### WHAT NEEDS TO BE DONE
Begin at the line that contains "at painting in the photo above." and repeat every line from there to the end of the records below, inclusive, without adding any other line.

---------- LISTED RECORDS ----------

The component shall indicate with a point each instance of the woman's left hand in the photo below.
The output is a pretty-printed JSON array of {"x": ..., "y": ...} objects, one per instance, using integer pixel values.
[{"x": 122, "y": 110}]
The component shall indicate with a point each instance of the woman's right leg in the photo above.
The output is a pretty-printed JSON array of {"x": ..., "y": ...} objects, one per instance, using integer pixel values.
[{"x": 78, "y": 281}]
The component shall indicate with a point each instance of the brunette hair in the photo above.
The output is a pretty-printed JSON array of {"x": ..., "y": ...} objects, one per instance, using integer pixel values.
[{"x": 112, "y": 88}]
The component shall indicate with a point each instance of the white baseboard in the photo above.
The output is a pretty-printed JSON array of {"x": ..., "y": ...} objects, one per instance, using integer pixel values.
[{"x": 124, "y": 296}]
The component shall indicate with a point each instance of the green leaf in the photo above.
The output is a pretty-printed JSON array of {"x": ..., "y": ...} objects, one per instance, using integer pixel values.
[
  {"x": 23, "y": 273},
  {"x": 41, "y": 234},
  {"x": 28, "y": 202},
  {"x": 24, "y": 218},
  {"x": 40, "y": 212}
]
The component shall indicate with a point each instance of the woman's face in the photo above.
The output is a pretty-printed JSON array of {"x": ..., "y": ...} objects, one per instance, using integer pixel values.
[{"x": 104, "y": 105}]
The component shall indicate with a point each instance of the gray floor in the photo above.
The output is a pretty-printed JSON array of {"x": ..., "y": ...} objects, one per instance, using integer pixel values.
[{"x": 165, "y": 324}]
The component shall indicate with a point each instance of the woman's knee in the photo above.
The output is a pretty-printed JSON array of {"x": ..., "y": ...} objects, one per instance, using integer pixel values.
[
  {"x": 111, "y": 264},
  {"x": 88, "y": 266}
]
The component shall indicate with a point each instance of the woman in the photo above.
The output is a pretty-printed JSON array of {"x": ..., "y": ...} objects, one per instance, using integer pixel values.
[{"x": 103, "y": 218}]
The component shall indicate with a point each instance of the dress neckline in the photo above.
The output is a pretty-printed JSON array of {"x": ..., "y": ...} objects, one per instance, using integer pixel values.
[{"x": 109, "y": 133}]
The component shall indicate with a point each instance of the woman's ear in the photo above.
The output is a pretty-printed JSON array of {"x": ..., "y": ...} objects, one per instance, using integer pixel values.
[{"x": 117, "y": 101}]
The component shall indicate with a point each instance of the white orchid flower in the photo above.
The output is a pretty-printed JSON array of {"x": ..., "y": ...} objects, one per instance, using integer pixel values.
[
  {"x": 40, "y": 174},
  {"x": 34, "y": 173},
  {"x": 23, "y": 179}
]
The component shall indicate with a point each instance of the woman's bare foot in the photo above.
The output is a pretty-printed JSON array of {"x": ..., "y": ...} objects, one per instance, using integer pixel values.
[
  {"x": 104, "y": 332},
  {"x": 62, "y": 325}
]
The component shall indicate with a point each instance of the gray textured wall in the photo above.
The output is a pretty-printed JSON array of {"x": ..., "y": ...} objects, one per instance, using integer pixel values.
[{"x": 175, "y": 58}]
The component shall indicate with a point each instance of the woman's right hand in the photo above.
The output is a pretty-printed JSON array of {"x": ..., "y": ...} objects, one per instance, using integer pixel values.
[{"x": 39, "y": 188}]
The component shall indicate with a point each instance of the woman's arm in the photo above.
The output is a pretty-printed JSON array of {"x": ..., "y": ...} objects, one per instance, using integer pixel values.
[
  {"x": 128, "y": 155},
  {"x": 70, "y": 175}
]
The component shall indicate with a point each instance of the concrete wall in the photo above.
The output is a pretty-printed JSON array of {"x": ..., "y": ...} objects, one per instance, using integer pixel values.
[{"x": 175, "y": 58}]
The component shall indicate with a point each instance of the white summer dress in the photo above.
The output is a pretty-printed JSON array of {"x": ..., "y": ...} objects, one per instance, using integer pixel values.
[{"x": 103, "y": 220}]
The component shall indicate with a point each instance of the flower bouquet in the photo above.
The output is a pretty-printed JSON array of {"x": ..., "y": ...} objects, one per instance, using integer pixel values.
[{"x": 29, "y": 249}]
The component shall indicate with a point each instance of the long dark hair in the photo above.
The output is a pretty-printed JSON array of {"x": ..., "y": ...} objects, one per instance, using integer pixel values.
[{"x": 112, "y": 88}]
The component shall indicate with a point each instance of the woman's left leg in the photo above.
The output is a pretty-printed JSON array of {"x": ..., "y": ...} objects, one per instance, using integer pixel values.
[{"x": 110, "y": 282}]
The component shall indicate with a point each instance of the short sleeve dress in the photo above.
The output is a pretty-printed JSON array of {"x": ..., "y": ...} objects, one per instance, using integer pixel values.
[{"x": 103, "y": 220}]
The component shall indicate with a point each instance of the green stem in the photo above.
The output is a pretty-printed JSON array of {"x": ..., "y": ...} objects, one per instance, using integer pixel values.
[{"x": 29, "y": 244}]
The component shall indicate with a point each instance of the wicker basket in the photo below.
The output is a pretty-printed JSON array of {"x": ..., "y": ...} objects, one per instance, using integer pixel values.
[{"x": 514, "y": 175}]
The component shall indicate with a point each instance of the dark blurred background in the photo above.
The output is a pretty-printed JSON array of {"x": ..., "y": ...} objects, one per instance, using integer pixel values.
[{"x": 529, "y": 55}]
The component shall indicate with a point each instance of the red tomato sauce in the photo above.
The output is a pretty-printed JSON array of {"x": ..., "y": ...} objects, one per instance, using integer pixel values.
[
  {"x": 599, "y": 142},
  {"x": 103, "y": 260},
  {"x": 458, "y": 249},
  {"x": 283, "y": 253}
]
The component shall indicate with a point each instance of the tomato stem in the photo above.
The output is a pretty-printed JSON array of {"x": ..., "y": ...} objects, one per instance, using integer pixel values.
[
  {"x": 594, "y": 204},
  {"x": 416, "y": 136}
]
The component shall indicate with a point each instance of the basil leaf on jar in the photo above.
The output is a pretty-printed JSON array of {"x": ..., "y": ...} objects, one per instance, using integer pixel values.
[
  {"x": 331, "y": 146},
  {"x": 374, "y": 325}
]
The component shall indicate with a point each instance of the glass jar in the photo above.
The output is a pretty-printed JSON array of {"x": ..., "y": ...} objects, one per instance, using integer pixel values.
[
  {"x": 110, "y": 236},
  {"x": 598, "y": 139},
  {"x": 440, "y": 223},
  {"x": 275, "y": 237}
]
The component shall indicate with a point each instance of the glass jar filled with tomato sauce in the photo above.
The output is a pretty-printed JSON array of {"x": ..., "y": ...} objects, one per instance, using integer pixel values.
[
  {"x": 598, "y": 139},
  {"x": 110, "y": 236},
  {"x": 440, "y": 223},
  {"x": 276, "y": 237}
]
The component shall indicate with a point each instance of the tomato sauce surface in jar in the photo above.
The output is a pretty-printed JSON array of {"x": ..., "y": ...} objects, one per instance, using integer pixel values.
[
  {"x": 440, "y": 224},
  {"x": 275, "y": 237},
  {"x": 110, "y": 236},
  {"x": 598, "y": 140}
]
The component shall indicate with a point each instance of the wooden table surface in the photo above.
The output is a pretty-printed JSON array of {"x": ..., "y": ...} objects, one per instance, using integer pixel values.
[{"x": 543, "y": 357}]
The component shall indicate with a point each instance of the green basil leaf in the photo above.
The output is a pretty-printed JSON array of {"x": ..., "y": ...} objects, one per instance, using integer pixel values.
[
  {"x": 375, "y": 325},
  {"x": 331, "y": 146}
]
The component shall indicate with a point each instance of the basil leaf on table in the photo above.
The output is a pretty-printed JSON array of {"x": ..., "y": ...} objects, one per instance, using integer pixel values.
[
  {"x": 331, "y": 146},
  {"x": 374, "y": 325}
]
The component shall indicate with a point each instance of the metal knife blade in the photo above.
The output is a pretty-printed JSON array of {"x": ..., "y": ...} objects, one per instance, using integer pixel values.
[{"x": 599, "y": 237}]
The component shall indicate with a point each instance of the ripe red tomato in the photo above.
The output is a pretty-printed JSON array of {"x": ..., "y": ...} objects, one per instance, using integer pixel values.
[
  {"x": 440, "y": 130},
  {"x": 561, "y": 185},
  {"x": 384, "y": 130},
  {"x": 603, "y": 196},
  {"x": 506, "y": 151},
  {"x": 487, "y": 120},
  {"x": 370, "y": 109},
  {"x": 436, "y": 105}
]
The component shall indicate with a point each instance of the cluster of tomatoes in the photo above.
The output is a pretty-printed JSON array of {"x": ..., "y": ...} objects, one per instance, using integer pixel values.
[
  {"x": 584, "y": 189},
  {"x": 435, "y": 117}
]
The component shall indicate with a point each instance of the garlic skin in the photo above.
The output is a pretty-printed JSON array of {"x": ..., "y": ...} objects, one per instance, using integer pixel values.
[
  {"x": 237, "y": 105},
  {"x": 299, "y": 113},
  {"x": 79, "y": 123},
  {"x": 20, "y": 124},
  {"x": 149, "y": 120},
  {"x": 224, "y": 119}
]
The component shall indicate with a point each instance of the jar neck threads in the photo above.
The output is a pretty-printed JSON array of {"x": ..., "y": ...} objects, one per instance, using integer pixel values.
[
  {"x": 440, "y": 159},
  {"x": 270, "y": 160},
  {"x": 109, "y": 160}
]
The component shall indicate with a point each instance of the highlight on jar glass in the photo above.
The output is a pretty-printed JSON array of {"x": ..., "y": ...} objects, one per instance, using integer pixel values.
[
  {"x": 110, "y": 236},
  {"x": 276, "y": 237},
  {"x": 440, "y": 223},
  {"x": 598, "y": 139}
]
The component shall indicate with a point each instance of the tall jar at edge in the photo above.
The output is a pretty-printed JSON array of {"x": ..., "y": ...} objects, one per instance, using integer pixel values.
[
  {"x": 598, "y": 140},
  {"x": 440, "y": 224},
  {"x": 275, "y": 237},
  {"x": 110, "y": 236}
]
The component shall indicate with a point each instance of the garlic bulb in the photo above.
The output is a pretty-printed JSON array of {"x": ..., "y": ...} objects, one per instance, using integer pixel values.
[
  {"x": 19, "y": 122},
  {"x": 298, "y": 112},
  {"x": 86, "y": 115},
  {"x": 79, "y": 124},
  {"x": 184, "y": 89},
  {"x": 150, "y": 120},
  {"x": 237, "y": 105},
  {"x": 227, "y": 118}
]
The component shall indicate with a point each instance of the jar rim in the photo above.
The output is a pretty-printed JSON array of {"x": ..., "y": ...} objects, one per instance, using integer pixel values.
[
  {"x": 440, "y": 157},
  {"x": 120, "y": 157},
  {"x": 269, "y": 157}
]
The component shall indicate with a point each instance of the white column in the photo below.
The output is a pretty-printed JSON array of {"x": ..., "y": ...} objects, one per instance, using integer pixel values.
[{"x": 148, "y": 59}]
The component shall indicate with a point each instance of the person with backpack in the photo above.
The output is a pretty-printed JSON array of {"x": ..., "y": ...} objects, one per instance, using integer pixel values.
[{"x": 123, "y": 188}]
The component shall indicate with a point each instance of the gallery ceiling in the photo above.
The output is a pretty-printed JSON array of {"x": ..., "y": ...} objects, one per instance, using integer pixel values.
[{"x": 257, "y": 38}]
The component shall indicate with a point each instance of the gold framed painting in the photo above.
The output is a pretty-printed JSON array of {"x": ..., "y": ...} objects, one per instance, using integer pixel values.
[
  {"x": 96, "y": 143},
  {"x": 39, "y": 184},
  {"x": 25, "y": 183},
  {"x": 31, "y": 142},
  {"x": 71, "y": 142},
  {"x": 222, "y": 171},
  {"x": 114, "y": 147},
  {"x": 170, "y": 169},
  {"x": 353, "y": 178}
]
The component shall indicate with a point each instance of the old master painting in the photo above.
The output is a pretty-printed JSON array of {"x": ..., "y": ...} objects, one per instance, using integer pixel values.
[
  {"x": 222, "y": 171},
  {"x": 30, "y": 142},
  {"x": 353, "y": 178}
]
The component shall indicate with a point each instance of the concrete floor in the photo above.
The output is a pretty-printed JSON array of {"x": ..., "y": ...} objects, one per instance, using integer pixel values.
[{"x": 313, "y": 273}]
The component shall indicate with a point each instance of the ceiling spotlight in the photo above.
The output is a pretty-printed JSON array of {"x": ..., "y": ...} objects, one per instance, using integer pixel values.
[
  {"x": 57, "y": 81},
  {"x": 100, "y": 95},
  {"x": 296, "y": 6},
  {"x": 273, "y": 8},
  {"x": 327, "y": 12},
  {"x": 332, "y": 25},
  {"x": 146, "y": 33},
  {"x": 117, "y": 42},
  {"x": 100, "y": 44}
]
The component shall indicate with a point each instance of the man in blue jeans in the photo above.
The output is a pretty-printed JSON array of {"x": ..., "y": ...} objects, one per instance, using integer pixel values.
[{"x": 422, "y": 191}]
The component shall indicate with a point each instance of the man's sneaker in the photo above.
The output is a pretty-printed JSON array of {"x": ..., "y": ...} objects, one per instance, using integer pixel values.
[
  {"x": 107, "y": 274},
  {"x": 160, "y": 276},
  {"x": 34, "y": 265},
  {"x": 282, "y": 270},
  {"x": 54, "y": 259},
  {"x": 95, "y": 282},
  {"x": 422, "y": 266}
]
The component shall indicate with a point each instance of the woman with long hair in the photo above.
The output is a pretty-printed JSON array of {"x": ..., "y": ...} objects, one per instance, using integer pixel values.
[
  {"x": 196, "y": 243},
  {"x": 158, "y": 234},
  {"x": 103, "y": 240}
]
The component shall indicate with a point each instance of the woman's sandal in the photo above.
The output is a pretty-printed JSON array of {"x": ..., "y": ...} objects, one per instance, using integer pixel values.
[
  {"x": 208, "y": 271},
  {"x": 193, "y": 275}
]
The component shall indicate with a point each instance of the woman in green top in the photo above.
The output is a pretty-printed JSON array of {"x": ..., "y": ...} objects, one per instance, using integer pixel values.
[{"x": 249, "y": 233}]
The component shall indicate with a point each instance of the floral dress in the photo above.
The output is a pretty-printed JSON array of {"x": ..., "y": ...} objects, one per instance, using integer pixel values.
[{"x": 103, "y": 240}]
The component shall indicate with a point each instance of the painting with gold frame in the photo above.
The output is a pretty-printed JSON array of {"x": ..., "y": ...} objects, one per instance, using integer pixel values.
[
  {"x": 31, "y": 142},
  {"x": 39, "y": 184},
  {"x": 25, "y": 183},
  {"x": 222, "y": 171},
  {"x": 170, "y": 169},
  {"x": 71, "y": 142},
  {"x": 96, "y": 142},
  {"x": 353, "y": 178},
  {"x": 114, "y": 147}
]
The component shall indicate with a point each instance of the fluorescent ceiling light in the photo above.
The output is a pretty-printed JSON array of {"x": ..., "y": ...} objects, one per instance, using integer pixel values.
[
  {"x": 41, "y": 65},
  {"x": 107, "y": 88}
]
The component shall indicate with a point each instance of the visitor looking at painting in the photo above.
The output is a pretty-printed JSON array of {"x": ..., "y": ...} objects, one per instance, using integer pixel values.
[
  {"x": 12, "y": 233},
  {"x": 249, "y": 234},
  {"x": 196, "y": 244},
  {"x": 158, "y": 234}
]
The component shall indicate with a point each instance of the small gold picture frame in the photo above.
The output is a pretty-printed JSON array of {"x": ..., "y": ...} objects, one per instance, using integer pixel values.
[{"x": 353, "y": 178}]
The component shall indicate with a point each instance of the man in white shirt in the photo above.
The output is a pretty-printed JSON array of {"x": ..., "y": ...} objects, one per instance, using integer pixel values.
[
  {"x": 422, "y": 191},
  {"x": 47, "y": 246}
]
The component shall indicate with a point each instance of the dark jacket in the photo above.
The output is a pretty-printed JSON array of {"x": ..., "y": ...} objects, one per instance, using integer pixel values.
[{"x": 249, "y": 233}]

----------

### RESULT OF THE TASK
The component shall indicate with a point each instance of the visitor looking at painting in the photo above.
The output is a pretty-printed JSON array of {"x": ..., "y": ...} objects, one per instance, using integer pixel values.
[
  {"x": 12, "y": 233},
  {"x": 249, "y": 234},
  {"x": 196, "y": 244},
  {"x": 158, "y": 234}
]
The component shall indicate with a point each instance of the small gold picture frame in the photo above.
The output is a pretty-printed JSON array of {"x": ..., "y": ...} objects, one per instance, using integer pixel values.
[{"x": 353, "y": 178}]
The component shall indicate with a point each instance of the man in white shirt in the photo above.
The output is a pretty-printed JSON array of {"x": ..., "y": ...} objects, one per instance, using integer pixel values.
[
  {"x": 422, "y": 191},
  {"x": 47, "y": 246}
]
The component shall indicate with a point each instance of the dark jacket in the photo above.
The output is a pretty-printed JSON array of {"x": ..., "y": ...} objects, one per instance, using integer pixel values.
[{"x": 249, "y": 233}]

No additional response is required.